En premier lieu, et bien que cela puisse paraître ridicule aux yeux du monde moderne, ce vélo m’ouvrit à un sentiment de richesse. Rouler à vélo me démarquait de ceux qui allaient à pied. Cette situation me donnait le sentiment d'être moins pauvre ! Pour cette époque, et dans le milieu dans lequel je vivais, cette acquisition me distingua au regard de certains de mes camarades. De plus, il me donna accès à la liberté de pouvoir aller et venir à une vitesse que je comparais, sans complexe, à celle du vent. J’étais fier de ma monture. La bichonner me donnait l'occasion de passer des moments agréables en sa compagnie. Lui offrir de mon temps venait en récompense du plaisir qu'elle m'apportait.
Ma pratique d’alors, s’exerçait dans une routine en relation avec mon quotidien. Pour ce qui, plus tard, concernera celle touchant à un aspect spécifique à la compétition, il me faudra attendre d'avoir les moyens de donner à ce vélo tous usages, une allure sportive.
Il me servait pour aller à l'école. À aller chercher le lait dans une ferme située à quelques kilomètres de chez nous. Afin d'en profiter davantage, à l'occasion, et sans savoir en doser la fréquence, je prétextais auprès de mon Père des devoirs à apporter à un camarade malade. Me balader avec celui qui devenait mon faire-valoir, mon complice, m'apportait un plaisir jusque là inconnu, au point de m'entraîner, parfois, à en oublier l'heure de devoir rentrer à la maison au moment convenu avec mes parents. Dans un tout autre registre, le rythme inhabituel des visites que je rendais à ma grand-mère fut subitement rapproché, qu'il devint suspect aux yeux de mon père. Tout prétexte était mis en avant pour justifier l'utilisation de ce vélo que je couvais comme un trésor.

- _DÉTAILS DE LA TÂCHE_
Dans l'extrait sur le vélo, quel prétexte l'auteur avançait-il auprès de son père pour sortir à vélo ? Les enregistrements ci-dessous proviennent d'une autre source que ce texte.

- _ENREGISTREMENTS EXTRAITS_
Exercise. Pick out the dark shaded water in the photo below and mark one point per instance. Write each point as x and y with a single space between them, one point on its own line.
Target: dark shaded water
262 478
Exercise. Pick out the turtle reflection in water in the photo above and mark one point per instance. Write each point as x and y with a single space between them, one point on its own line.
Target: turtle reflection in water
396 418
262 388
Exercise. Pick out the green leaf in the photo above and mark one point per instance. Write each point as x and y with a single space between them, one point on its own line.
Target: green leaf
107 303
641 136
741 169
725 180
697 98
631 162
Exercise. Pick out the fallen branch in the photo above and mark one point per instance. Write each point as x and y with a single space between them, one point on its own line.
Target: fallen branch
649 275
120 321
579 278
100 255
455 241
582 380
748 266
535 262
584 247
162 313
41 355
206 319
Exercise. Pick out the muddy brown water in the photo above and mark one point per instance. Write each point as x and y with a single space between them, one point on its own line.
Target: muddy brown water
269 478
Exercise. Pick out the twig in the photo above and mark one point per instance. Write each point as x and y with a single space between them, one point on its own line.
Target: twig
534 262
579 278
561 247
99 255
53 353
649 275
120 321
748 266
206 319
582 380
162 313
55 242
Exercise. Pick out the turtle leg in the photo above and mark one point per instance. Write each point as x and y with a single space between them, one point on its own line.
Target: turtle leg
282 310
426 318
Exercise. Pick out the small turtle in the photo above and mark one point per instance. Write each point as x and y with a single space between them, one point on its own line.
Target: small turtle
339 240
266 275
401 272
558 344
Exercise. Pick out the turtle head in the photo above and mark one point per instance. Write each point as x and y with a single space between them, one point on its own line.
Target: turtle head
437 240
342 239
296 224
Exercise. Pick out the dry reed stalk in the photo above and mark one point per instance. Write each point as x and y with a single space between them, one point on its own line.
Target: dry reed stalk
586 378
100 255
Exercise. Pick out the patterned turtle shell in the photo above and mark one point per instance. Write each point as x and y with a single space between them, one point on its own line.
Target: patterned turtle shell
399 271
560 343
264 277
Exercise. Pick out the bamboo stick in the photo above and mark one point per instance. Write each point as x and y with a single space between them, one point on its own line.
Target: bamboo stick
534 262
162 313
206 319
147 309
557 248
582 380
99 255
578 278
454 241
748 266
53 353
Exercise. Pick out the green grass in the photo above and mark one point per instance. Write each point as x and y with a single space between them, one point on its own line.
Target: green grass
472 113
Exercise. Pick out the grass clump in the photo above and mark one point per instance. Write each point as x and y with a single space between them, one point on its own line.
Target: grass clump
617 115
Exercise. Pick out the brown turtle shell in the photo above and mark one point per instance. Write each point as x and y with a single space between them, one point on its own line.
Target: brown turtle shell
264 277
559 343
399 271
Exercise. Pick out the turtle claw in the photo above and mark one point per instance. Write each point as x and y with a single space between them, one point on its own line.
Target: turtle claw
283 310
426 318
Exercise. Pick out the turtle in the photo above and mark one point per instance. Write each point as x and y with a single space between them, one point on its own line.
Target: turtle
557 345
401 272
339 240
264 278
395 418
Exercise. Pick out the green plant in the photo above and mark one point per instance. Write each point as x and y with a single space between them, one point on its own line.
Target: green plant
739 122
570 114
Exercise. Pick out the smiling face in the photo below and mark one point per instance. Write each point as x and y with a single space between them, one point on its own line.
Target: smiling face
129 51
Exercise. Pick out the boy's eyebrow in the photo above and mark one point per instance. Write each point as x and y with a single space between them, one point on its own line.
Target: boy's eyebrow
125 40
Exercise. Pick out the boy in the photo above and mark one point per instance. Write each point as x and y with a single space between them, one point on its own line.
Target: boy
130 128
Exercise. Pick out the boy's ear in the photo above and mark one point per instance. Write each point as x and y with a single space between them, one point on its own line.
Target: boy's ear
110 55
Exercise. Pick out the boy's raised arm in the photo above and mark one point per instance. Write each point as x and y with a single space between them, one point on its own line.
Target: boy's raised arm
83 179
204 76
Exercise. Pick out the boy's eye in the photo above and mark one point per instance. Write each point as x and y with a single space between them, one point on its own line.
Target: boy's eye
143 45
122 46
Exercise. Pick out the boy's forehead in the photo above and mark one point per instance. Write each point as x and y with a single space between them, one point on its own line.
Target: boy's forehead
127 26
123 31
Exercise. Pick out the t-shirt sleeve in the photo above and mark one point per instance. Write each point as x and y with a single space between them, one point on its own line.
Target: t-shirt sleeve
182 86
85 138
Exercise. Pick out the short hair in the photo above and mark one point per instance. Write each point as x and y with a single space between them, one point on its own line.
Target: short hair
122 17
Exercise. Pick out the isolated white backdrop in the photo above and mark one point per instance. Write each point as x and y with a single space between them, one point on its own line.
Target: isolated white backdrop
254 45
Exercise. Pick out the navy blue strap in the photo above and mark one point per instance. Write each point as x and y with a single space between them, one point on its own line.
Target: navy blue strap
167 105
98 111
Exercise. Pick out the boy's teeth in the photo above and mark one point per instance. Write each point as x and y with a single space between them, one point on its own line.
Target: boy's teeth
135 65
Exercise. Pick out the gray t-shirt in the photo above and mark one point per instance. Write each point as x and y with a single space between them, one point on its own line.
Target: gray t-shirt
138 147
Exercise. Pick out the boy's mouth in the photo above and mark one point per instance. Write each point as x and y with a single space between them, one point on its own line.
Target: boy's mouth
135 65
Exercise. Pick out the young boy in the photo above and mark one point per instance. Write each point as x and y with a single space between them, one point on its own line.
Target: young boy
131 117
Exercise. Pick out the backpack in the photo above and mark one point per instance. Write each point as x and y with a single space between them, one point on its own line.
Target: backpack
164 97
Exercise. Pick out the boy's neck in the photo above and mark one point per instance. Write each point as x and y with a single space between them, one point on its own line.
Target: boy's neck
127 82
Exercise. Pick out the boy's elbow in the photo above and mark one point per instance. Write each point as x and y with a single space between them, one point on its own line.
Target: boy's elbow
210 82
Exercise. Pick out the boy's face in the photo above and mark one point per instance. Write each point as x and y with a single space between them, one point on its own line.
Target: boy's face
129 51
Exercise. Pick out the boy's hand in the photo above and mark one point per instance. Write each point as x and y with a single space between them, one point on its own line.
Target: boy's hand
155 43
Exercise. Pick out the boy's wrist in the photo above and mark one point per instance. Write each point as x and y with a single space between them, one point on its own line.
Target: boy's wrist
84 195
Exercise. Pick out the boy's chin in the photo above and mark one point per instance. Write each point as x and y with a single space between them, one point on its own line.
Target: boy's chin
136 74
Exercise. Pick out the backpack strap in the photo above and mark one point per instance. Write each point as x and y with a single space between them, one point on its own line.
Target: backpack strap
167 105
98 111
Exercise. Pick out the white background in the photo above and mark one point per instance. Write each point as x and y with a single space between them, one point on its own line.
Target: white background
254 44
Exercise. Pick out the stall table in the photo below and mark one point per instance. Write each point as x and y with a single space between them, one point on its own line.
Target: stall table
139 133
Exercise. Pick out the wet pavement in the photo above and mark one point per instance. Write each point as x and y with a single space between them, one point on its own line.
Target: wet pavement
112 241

- _BONNE RÉPONSE_
Il prétextait des devoirs à apporter à un camarade malade.